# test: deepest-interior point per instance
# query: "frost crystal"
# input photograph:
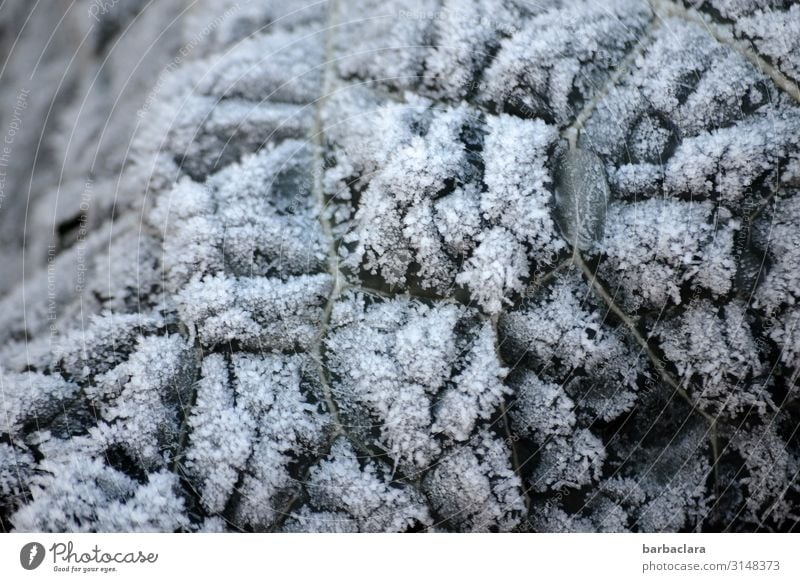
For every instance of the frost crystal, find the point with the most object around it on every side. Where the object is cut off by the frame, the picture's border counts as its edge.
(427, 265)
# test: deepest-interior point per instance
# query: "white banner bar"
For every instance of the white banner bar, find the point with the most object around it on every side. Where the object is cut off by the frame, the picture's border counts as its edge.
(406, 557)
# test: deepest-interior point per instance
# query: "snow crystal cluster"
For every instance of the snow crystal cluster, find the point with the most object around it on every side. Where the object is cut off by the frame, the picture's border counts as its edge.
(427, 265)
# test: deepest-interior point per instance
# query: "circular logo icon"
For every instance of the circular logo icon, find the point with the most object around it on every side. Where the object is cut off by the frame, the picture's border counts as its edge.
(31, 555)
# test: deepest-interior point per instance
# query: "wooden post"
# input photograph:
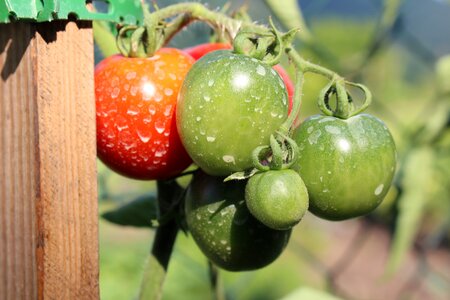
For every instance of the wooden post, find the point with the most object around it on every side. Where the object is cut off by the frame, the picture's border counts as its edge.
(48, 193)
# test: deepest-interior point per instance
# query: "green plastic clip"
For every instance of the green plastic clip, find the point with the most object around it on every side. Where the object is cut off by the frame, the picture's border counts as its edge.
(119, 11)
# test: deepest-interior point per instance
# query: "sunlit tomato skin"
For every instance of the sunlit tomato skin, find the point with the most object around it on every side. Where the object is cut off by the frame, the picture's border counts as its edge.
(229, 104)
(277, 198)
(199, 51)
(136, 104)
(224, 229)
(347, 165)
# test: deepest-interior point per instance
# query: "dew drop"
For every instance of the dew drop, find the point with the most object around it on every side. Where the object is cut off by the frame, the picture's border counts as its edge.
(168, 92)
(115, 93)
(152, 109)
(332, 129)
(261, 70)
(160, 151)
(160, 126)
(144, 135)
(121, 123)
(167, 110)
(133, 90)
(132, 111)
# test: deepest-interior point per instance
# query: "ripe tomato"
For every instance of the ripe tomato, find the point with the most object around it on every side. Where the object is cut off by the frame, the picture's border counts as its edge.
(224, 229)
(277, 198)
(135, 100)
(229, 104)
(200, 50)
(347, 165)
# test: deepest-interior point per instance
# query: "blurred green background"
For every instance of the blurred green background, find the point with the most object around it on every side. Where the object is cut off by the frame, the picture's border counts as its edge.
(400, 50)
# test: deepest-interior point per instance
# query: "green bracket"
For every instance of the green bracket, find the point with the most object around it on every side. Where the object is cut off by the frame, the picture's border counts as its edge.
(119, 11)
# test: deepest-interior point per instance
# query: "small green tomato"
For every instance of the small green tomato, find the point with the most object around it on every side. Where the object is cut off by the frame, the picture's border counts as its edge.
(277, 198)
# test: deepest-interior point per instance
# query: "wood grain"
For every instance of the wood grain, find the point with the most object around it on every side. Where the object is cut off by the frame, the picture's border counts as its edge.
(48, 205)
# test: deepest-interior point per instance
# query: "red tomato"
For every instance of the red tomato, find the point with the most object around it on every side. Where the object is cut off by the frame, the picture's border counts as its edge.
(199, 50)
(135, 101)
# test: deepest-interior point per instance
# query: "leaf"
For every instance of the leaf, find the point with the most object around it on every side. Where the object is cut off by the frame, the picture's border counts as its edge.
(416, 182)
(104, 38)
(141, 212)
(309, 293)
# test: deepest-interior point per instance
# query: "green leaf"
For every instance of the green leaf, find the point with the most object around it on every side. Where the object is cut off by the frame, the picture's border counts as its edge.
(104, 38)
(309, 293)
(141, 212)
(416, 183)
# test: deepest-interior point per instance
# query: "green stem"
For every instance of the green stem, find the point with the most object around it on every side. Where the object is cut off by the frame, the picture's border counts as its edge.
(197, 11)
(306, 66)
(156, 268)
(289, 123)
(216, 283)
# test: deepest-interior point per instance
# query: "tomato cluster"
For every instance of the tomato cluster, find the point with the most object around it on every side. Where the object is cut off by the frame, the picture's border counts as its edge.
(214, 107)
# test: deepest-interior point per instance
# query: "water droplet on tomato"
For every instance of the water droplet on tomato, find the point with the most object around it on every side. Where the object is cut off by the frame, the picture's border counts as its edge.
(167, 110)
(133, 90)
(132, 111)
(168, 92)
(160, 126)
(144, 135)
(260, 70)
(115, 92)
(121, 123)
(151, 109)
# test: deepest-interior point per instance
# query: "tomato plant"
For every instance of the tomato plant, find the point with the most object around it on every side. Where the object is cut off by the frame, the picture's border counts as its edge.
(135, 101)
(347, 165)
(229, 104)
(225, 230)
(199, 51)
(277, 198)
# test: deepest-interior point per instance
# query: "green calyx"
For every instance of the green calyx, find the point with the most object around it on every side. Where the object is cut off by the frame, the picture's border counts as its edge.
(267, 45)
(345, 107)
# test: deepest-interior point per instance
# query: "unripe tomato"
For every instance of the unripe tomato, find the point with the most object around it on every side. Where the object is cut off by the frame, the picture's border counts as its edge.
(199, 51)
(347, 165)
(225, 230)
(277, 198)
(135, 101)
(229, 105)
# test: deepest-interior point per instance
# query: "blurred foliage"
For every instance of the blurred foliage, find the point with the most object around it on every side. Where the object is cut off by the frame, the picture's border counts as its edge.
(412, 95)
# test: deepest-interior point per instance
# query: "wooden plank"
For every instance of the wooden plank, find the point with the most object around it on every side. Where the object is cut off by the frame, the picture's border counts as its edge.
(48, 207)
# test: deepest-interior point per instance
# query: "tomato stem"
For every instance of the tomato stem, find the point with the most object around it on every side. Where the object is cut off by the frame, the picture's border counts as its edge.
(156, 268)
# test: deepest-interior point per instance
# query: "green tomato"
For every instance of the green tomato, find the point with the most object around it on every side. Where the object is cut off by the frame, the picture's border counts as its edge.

Objective: Without the pictures, restate all the entries above exactly.

Reply to the task:
# test: deepest-interior point per instance
# query: "frost crystal"
# input photograph:
For every instance of the frost crystal, find the point with the most object around it on every side. Where the object is cut off by the frame, the picture's border counts as its edge.
(427, 265)
# test: deepest-interior point per instance
# query: "white banner bar"
For every instance of the white banner bar, find the point with the most object around it on every side. Where the object is cut off by the frame, the picture's border counts as its edge.
(406, 557)
# test: deepest-interior point per instance
# query: "snow crystal cluster"
For every instance of the snow crystal cluster, find the point with the most object around it on every side. Where the object is cut off by the frame, the picture's border counts as its edge.
(427, 265)
# test: deepest-interior point per instance
# query: "circular logo icon"
For every instance of the circular logo icon, find the point with the most object around it on every side. Where the object is cut off by the frame, the picture's border counts as its edge.
(31, 555)
# test: deepest-interior point per instance
# query: "wooden post"
# input photograph:
For every instance of the wooden post, find the point with the most object around it on every side. Where the object is cut off by the frame, the picture's border counts as its edge.
(48, 193)
# test: deepest-interior point per instance
# query: "green plastic clip"
For every instance of the green plastic clip, find the point with the most object around it on every side. Where the object is cut off by the frame, the picture's border counts as its edge.
(119, 11)
# test: deepest-interior point per instance
# query: "sunlit tomato skin"
For every instance of the sunlit tomato skin, find the point with the most object around it on every side. Where the object is cut off by the frame, the picture's border counts as its edge.
(229, 104)
(277, 198)
(199, 51)
(136, 104)
(224, 229)
(347, 165)
# test: deepest-interior point per instance
# query: "dew drop"
For every instance of the dew drop, find the point with the most object around it on every side. Where the object is cut off by the frame, the picture's border counts as its edge.
(168, 92)
(115, 93)
(152, 109)
(332, 129)
(261, 70)
(160, 151)
(160, 126)
(144, 135)
(121, 123)
(167, 110)
(133, 90)
(132, 111)
# test: deepest-interior point per instance
# query: "ripe tomato"
For every instance of the ripe tomato, find the point with the most object around it on every side. Where the object is cut off by the frame, the picture's border counts as its edge.
(224, 229)
(277, 198)
(135, 100)
(229, 104)
(200, 50)
(347, 165)
# test: deepest-interior point per instance
# query: "blurred green background"
For every instance of the blurred green background, find the point with the most object around it on every side. Where the object is cut off by the frame, the picture's border counts as its edge.
(400, 50)
# test: deepest-interior point per instance
# query: "green bracket"
For every instance of the green bracket, find the point with the most object around it on every side. Where the object is cut off by the frame, the picture's border counts as its edge.
(119, 11)
# test: deepest-interior point per instance
# query: "small green tomato"
For every instance of the small green tomato, find the point with the most object around it on every side. Where the object is cut off by the frame, the picture's border counts as its edge.
(277, 198)
# test: deepest-interior point per instance
# query: "wood grain"
For every instance of the wood grain, find the point with the most object around it on every side. Where the object is cut off by the frame, the picture's border counts as its edge.
(48, 205)
# test: deepest-interior point per instance
# query: "red tomato"
For every instance of the red tomato, find the point with the most object around it on every side. Where the object is cut off by the frame, the picture's border counts as its edge.
(199, 50)
(135, 101)
# test: deepest-interior point per instance
# query: "leaf"
For every instance of the leaf, find the point with the most object around it on every side. Where the object is cut off by the frame, the picture's border counts as its edge.
(416, 182)
(104, 38)
(141, 212)
(309, 293)
# test: deepest-interior point per instance
# query: "green leaf"
For every instance of the green leaf, find the point with the most object around it on every side. Where the object is cut off by the frame, the picture's border counts as its edge.
(104, 38)
(309, 293)
(141, 212)
(416, 183)
# test: deepest-interior point per instance
# query: "green stem"
For every instance of the green stem, find the point with the most object around it on every side. Where the object is cut off by the frame, the picture's border counts as its edge.
(197, 11)
(306, 66)
(156, 268)
(289, 123)
(216, 283)
# test: deepest-interior point per instance
# query: "tomato cluster"
For every instance of the tomato cluster, find the point with the most object around it on every side. Where the object is cut off by the frame, the picture's border counts as its edge.
(214, 107)
# test: deepest-interior point per instance
# query: "water droplet on tomato"
For every instance of the water droplet on tomato, find the point with the most object around it on every side. Where the object is cut off by the frame, the picture's border counts as its edge.
(167, 110)
(133, 90)
(132, 111)
(168, 92)
(160, 126)
(144, 135)
(260, 70)
(115, 92)
(121, 123)
(151, 109)
# test: deepest-interior point per instance
# query: "tomato plant"
For every instance of the tomato plant, find the point with the most object around it on every side. Where the object is cut off by the frame, the picture's border counts as its edge.
(135, 101)
(347, 165)
(229, 104)
(225, 230)
(199, 51)
(277, 198)
# test: deepest-interior point per instance
# query: "green calyx"
For every instance of the green calyx, find the point with the most object around it on every side. Where the object is cut off by the frame, the picture's border counts as its edge.
(267, 45)
(345, 107)
# test: deepest-interior point per instance
# query: "unripe tomato"
For every instance of the unripe tomato, find the point with the most object around it on every side. Where the object is cut off by the frame, the picture's border counts as its edge.
(199, 51)
(347, 165)
(225, 230)
(277, 198)
(135, 101)
(229, 105)
# test: deepest-interior point per instance
# query: "blurred foliage"
For every instance of the blurred foliage, find the point with the most object around it on every side. Where the object is cut off by the frame, the picture's border counts as its edge.
(412, 95)
# test: deepest-interior point per instance
# query: "wooden plank"
For every instance of the wooden plank, find the point with the most object around it on every side. Where the object is cut off by the frame, the picture's border counts as its edge.
(48, 207)
# test: deepest-interior point per instance
# query: "tomato stem"
For every instance of the tomato stem, find the point with the most object around it on every side. Where the object is cut off by the frame, the picture's border counts as its edge.
(156, 268)
# test: deepest-interior point per instance
# query: "green tomato"
For every instance of the green tomato, find the point with the most object around it on every side. Where the object is cut off by the frame, the picture's border counts as its edge.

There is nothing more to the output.